== Source material ==
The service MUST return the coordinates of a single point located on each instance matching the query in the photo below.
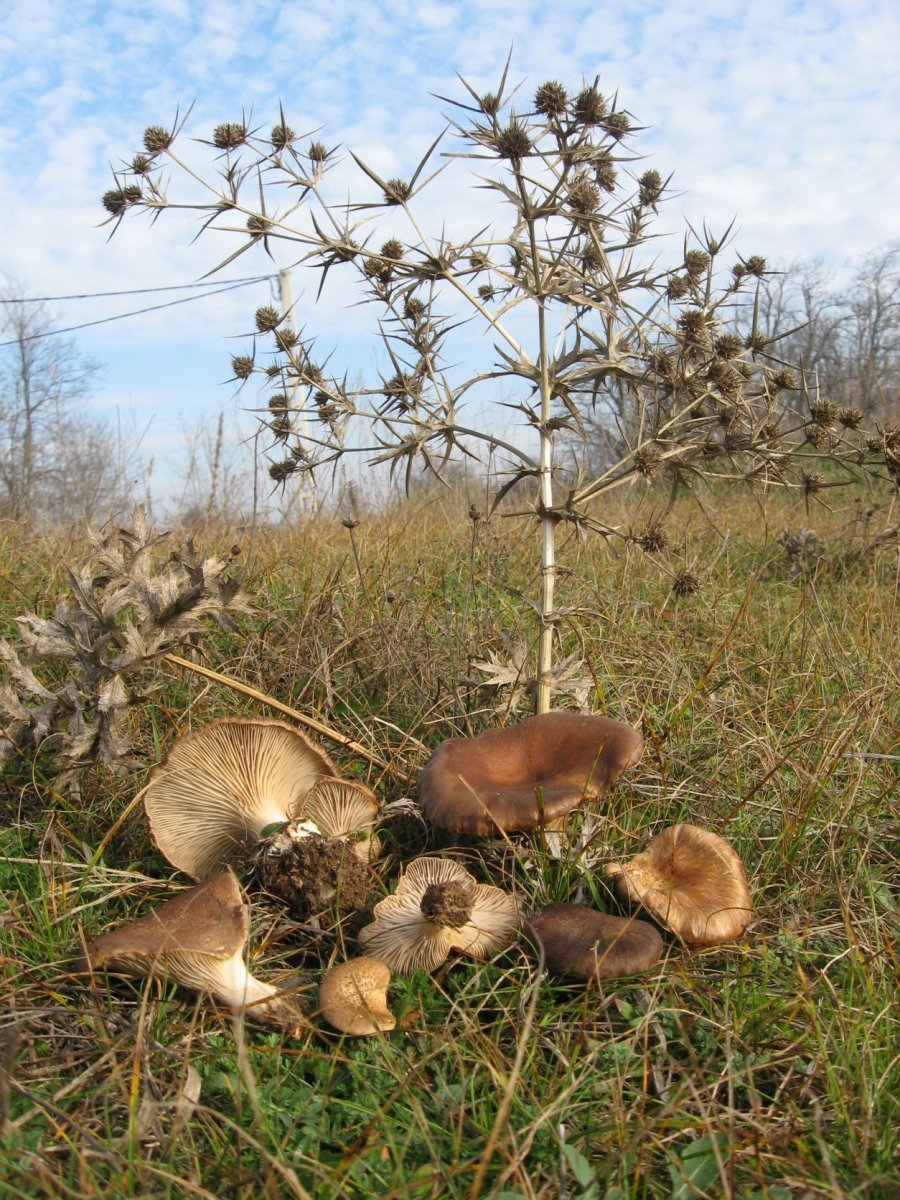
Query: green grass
(766, 1069)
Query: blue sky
(780, 114)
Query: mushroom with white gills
(438, 907)
(353, 997)
(323, 857)
(222, 785)
(525, 775)
(583, 943)
(198, 940)
(691, 881)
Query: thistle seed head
(229, 135)
(243, 366)
(118, 199)
(281, 137)
(851, 418)
(551, 100)
(647, 460)
(156, 139)
(617, 125)
(589, 106)
(268, 318)
(696, 262)
(651, 187)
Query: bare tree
(57, 462)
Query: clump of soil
(315, 874)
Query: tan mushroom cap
(583, 943)
(353, 997)
(221, 785)
(198, 941)
(527, 774)
(691, 881)
(345, 809)
(438, 907)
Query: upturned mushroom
(583, 943)
(198, 940)
(223, 785)
(438, 907)
(691, 882)
(525, 775)
(353, 997)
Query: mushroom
(222, 786)
(198, 940)
(353, 997)
(585, 943)
(324, 856)
(691, 881)
(525, 775)
(438, 907)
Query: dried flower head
(653, 539)
(281, 136)
(685, 583)
(729, 346)
(784, 381)
(696, 262)
(268, 318)
(589, 106)
(617, 125)
(647, 460)
(156, 139)
(118, 199)
(514, 142)
(850, 418)
(551, 100)
(651, 187)
(583, 196)
(439, 907)
(229, 135)
(243, 366)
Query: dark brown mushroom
(525, 775)
(583, 943)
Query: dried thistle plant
(564, 286)
(75, 677)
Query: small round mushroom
(583, 943)
(198, 940)
(438, 907)
(527, 774)
(353, 997)
(222, 785)
(691, 881)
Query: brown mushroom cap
(585, 943)
(198, 941)
(353, 997)
(527, 774)
(220, 786)
(693, 882)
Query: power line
(131, 292)
(136, 312)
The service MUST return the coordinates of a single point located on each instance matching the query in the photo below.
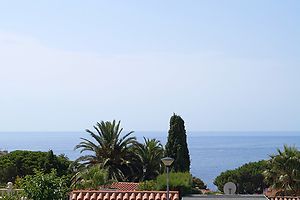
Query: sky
(220, 65)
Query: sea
(211, 152)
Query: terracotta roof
(125, 186)
(122, 195)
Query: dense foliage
(283, 172)
(90, 178)
(149, 158)
(179, 181)
(41, 186)
(121, 155)
(21, 163)
(197, 183)
(176, 146)
(109, 149)
(248, 178)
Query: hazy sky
(221, 65)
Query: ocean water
(211, 152)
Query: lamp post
(167, 162)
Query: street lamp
(167, 162)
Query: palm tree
(149, 158)
(283, 173)
(109, 149)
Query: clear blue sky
(221, 65)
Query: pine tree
(176, 146)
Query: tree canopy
(176, 146)
(248, 178)
(21, 163)
(283, 172)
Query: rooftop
(226, 197)
(121, 195)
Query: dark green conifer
(176, 146)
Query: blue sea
(211, 152)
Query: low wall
(283, 198)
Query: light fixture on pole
(167, 162)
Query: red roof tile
(121, 195)
(126, 186)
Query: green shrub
(42, 186)
(11, 197)
(90, 178)
(179, 181)
(21, 163)
(248, 178)
(148, 185)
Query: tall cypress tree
(176, 146)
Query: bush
(21, 163)
(179, 181)
(41, 186)
(248, 178)
(148, 185)
(90, 178)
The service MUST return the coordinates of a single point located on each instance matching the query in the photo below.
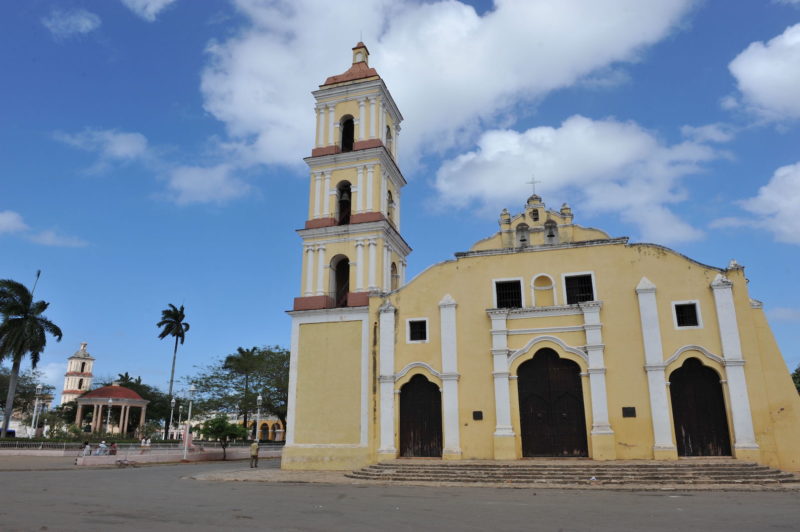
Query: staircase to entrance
(688, 473)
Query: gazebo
(109, 397)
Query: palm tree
(23, 330)
(244, 362)
(172, 325)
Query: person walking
(254, 454)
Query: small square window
(509, 294)
(686, 315)
(417, 330)
(579, 288)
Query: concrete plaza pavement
(170, 497)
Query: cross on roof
(533, 183)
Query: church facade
(547, 339)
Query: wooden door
(552, 419)
(698, 411)
(420, 418)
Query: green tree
(172, 324)
(23, 331)
(218, 428)
(221, 387)
(244, 363)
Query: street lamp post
(259, 400)
(171, 410)
(188, 422)
(108, 417)
(35, 420)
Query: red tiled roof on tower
(359, 70)
(114, 391)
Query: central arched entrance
(420, 418)
(551, 415)
(698, 411)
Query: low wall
(175, 455)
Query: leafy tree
(219, 428)
(172, 324)
(225, 387)
(25, 396)
(23, 331)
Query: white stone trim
(408, 331)
(653, 355)
(744, 435)
(504, 279)
(552, 288)
(512, 356)
(696, 303)
(573, 274)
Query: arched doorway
(420, 418)
(698, 411)
(552, 420)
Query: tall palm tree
(23, 330)
(244, 362)
(172, 324)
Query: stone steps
(580, 472)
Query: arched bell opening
(343, 202)
(420, 418)
(347, 127)
(340, 279)
(698, 411)
(552, 417)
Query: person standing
(254, 454)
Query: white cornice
(356, 158)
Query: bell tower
(351, 240)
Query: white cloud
(112, 146)
(55, 239)
(147, 9)
(708, 133)
(11, 222)
(68, 23)
(611, 166)
(784, 314)
(768, 76)
(197, 184)
(448, 68)
(776, 207)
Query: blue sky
(151, 150)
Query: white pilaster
(447, 314)
(372, 118)
(370, 173)
(360, 192)
(331, 122)
(386, 366)
(654, 365)
(326, 200)
(372, 243)
(597, 369)
(320, 116)
(317, 193)
(500, 373)
(744, 436)
(309, 271)
(321, 265)
(362, 119)
(359, 265)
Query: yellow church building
(547, 339)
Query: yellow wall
(329, 383)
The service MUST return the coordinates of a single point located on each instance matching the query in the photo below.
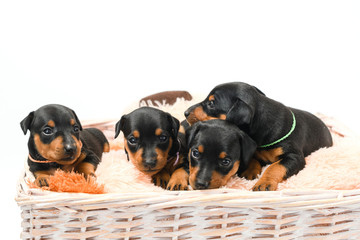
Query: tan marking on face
(158, 132)
(222, 155)
(201, 148)
(162, 156)
(253, 170)
(192, 176)
(51, 123)
(106, 147)
(179, 180)
(182, 129)
(53, 151)
(219, 180)
(86, 168)
(72, 166)
(222, 116)
(198, 114)
(269, 156)
(135, 157)
(136, 134)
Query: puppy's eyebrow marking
(158, 132)
(136, 133)
(51, 123)
(222, 155)
(201, 148)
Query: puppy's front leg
(161, 178)
(291, 164)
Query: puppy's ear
(191, 132)
(240, 113)
(175, 125)
(120, 125)
(259, 91)
(77, 120)
(248, 147)
(26, 122)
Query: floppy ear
(77, 120)
(240, 113)
(175, 125)
(120, 125)
(248, 147)
(26, 122)
(191, 132)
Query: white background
(97, 57)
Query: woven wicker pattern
(209, 214)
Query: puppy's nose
(201, 184)
(186, 113)
(68, 148)
(149, 163)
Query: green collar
(284, 137)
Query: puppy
(217, 151)
(153, 144)
(57, 141)
(284, 135)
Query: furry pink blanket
(335, 168)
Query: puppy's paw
(42, 181)
(177, 184)
(179, 180)
(89, 175)
(250, 174)
(265, 185)
(161, 179)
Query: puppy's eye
(163, 138)
(48, 131)
(211, 104)
(133, 140)
(195, 154)
(76, 129)
(225, 162)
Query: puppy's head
(235, 102)
(54, 134)
(150, 136)
(216, 151)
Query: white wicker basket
(208, 214)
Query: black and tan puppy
(153, 144)
(57, 141)
(284, 135)
(217, 151)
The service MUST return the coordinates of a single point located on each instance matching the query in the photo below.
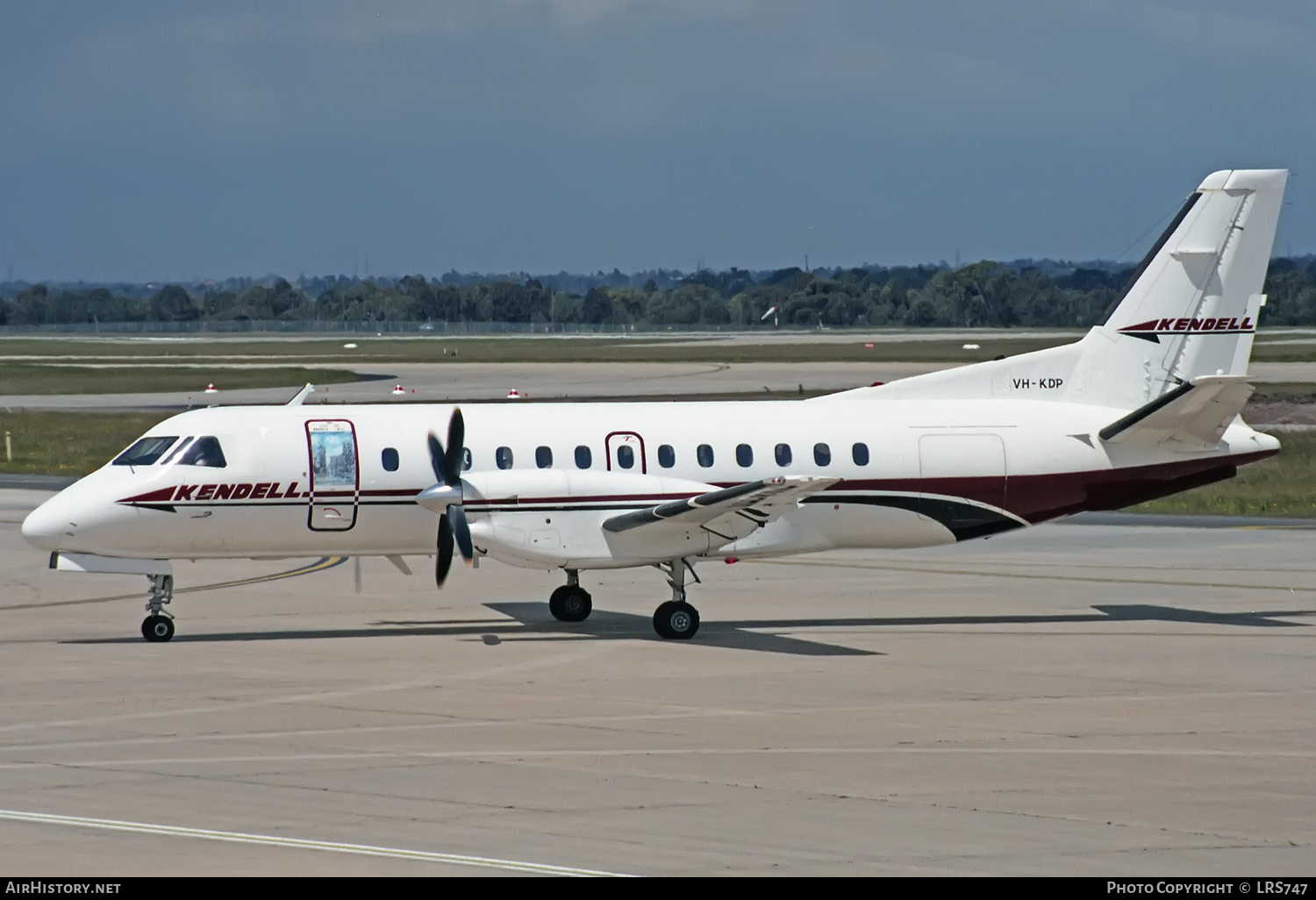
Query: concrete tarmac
(1097, 700)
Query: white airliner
(1144, 405)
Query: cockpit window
(204, 452)
(145, 452)
(178, 447)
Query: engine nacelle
(553, 518)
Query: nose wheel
(158, 626)
(157, 629)
(571, 603)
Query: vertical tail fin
(1190, 312)
(1195, 299)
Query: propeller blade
(461, 531)
(444, 558)
(437, 460)
(455, 447)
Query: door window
(334, 474)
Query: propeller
(445, 497)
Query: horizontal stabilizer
(1195, 412)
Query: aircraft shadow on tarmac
(531, 621)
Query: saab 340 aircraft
(1144, 405)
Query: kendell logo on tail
(1153, 328)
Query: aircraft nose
(45, 525)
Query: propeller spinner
(445, 497)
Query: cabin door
(626, 453)
(334, 475)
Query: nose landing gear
(158, 626)
(571, 603)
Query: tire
(157, 629)
(676, 621)
(570, 604)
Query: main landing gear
(676, 618)
(158, 626)
(571, 603)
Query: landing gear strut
(676, 618)
(160, 625)
(571, 603)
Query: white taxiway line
(271, 841)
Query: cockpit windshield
(204, 452)
(145, 452)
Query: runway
(1100, 700)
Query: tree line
(984, 294)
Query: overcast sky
(174, 139)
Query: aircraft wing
(711, 520)
(1195, 412)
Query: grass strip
(29, 378)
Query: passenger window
(145, 452)
(204, 452)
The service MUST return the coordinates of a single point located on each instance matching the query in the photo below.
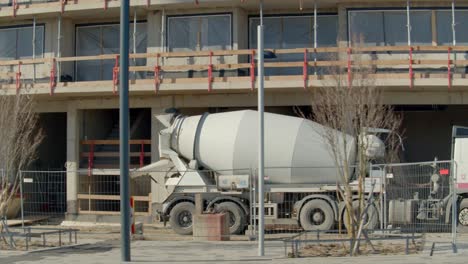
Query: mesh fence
(43, 195)
(410, 198)
(420, 196)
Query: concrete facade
(81, 100)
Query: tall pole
(34, 48)
(124, 127)
(454, 36)
(261, 164)
(408, 22)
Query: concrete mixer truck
(215, 155)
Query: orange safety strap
(91, 158)
(62, 5)
(157, 72)
(210, 72)
(411, 73)
(252, 70)
(52, 80)
(449, 70)
(142, 154)
(349, 68)
(15, 7)
(305, 70)
(18, 78)
(115, 75)
(132, 214)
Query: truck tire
(316, 215)
(181, 217)
(463, 214)
(372, 216)
(236, 216)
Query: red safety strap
(305, 70)
(18, 78)
(91, 158)
(252, 70)
(349, 67)
(449, 70)
(142, 154)
(15, 7)
(210, 73)
(411, 73)
(52, 80)
(157, 72)
(115, 75)
(62, 5)
(132, 215)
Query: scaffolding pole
(408, 21)
(124, 133)
(454, 38)
(34, 48)
(261, 156)
(134, 40)
(59, 50)
(315, 37)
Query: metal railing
(390, 62)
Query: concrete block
(211, 227)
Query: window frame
(430, 9)
(169, 17)
(90, 25)
(310, 15)
(16, 27)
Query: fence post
(454, 204)
(22, 199)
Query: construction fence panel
(421, 197)
(302, 199)
(408, 202)
(43, 195)
(99, 193)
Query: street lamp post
(123, 134)
(261, 156)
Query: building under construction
(200, 56)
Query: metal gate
(43, 195)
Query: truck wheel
(463, 213)
(372, 216)
(180, 218)
(236, 216)
(316, 215)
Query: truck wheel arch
(235, 200)
(298, 205)
(175, 201)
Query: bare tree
(351, 106)
(19, 140)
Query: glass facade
(17, 42)
(389, 28)
(289, 32)
(195, 33)
(104, 39)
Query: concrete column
(73, 158)
(154, 35)
(342, 26)
(155, 128)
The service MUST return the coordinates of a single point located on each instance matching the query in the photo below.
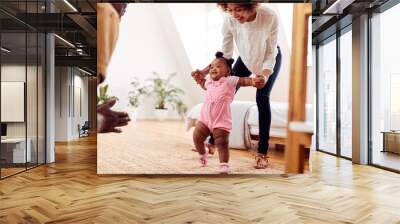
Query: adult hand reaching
(259, 81)
(109, 120)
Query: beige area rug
(164, 147)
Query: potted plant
(166, 93)
(103, 96)
(134, 96)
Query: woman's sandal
(203, 159)
(211, 148)
(224, 168)
(261, 161)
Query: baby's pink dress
(216, 110)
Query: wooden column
(294, 152)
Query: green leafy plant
(137, 91)
(103, 96)
(166, 93)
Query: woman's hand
(259, 81)
(266, 73)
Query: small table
(17, 150)
(391, 141)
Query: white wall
(166, 38)
(68, 83)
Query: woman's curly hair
(246, 6)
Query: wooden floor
(164, 147)
(70, 191)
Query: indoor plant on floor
(166, 93)
(103, 96)
(134, 96)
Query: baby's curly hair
(229, 62)
(247, 6)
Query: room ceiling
(76, 27)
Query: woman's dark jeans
(262, 99)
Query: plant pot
(161, 114)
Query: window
(327, 96)
(385, 89)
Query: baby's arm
(246, 81)
(202, 83)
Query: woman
(254, 30)
(108, 18)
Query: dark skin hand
(112, 119)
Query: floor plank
(70, 191)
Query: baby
(215, 116)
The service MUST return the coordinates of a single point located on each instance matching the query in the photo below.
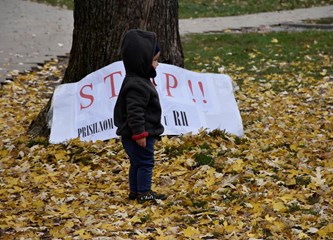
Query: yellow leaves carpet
(276, 182)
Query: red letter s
(83, 95)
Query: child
(137, 113)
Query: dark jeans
(142, 164)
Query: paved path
(32, 33)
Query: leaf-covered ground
(276, 182)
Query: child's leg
(142, 163)
(145, 166)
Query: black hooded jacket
(137, 113)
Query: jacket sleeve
(137, 99)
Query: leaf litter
(275, 182)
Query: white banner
(190, 101)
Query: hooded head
(137, 51)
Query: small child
(137, 113)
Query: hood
(137, 51)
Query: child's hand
(141, 142)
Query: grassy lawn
(218, 8)
(275, 182)
(259, 54)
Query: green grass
(219, 8)
(261, 54)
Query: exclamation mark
(203, 92)
(190, 85)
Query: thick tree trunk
(98, 28)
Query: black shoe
(132, 196)
(150, 196)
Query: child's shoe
(132, 195)
(150, 196)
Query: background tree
(98, 28)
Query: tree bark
(98, 28)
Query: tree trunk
(98, 28)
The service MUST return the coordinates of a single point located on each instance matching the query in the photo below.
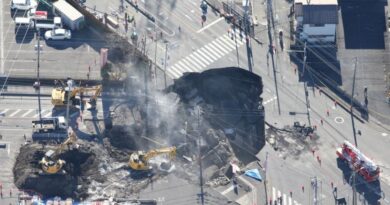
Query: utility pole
(354, 195)
(200, 160)
(165, 65)
(155, 56)
(271, 48)
(246, 30)
(305, 86)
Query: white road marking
(48, 114)
(188, 66)
(36, 115)
(200, 58)
(192, 66)
(189, 17)
(227, 190)
(209, 57)
(209, 25)
(227, 45)
(74, 114)
(211, 45)
(222, 49)
(28, 112)
(273, 193)
(14, 113)
(173, 70)
(192, 58)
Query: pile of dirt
(230, 100)
(81, 167)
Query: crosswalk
(198, 60)
(286, 198)
(31, 113)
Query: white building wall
(325, 33)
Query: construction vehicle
(139, 160)
(358, 162)
(49, 129)
(51, 164)
(61, 95)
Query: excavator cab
(139, 160)
(50, 163)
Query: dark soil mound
(81, 166)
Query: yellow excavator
(139, 160)
(50, 163)
(64, 93)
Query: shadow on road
(364, 24)
(370, 192)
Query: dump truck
(70, 16)
(49, 130)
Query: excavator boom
(50, 162)
(140, 160)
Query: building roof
(317, 2)
(320, 14)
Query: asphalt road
(58, 59)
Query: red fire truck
(358, 162)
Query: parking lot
(59, 58)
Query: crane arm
(171, 151)
(72, 138)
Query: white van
(23, 23)
(23, 4)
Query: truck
(48, 24)
(358, 162)
(70, 16)
(49, 130)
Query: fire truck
(358, 162)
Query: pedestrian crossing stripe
(181, 67)
(220, 49)
(277, 194)
(188, 66)
(195, 60)
(174, 71)
(14, 113)
(206, 55)
(4, 111)
(228, 45)
(211, 45)
(205, 62)
(203, 52)
(25, 114)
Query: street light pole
(38, 77)
(305, 86)
(271, 50)
(165, 65)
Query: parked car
(58, 34)
(23, 4)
===
**Work order:**
Everything from the line containing "Query: white road marking" to the last line of the data above must be set down exactly, both ends included, with no other lines.

**Your response:**
Query: white road marking
(48, 114)
(188, 66)
(36, 115)
(200, 58)
(192, 66)
(189, 17)
(227, 190)
(209, 57)
(209, 25)
(227, 45)
(74, 114)
(211, 45)
(222, 49)
(28, 112)
(273, 193)
(14, 113)
(173, 70)
(192, 58)
Query: pile of dirt
(230, 100)
(81, 167)
Query: crosswalk
(198, 60)
(286, 198)
(31, 113)
Query: white building wall
(325, 33)
Query: construction vehicle
(139, 160)
(358, 162)
(49, 129)
(51, 164)
(61, 95)
Query: excavator cab
(139, 160)
(50, 163)
Query: dark soil mound
(81, 166)
Query: yellow excavator
(139, 160)
(50, 163)
(64, 93)
Query: shadow on road
(364, 24)
(370, 192)
Query: dump truck
(70, 16)
(49, 130)
Query: excavator boom
(50, 162)
(140, 160)
Query: building roof
(317, 2)
(320, 14)
Query: asphalt road
(58, 59)
Query: red fire truck
(358, 162)
Query: parking lot
(59, 58)
Query: crane arm
(171, 151)
(72, 138)
Query: white van
(23, 23)
(23, 4)
Query: truck
(48, 24)
(358, 162)
(70, 16)
(49, 130)
Query: fire truck
(358, 162)
Query: pedestrian crossing stripe
(181, 67)
(220, 49)
(277, 194)
(188, 66)
(195, 60)
(174, 71)
(14, 113)
(206, 55)
(4, 111)
(228, 45)
(211, 45)
(205, 62)
(203, 52)
(25, 114)
Query: street light pole
(38, 77)
(305, 86)
(271, 50)
(165, 65)
Query: parked car
(58, 34)
(23, 4)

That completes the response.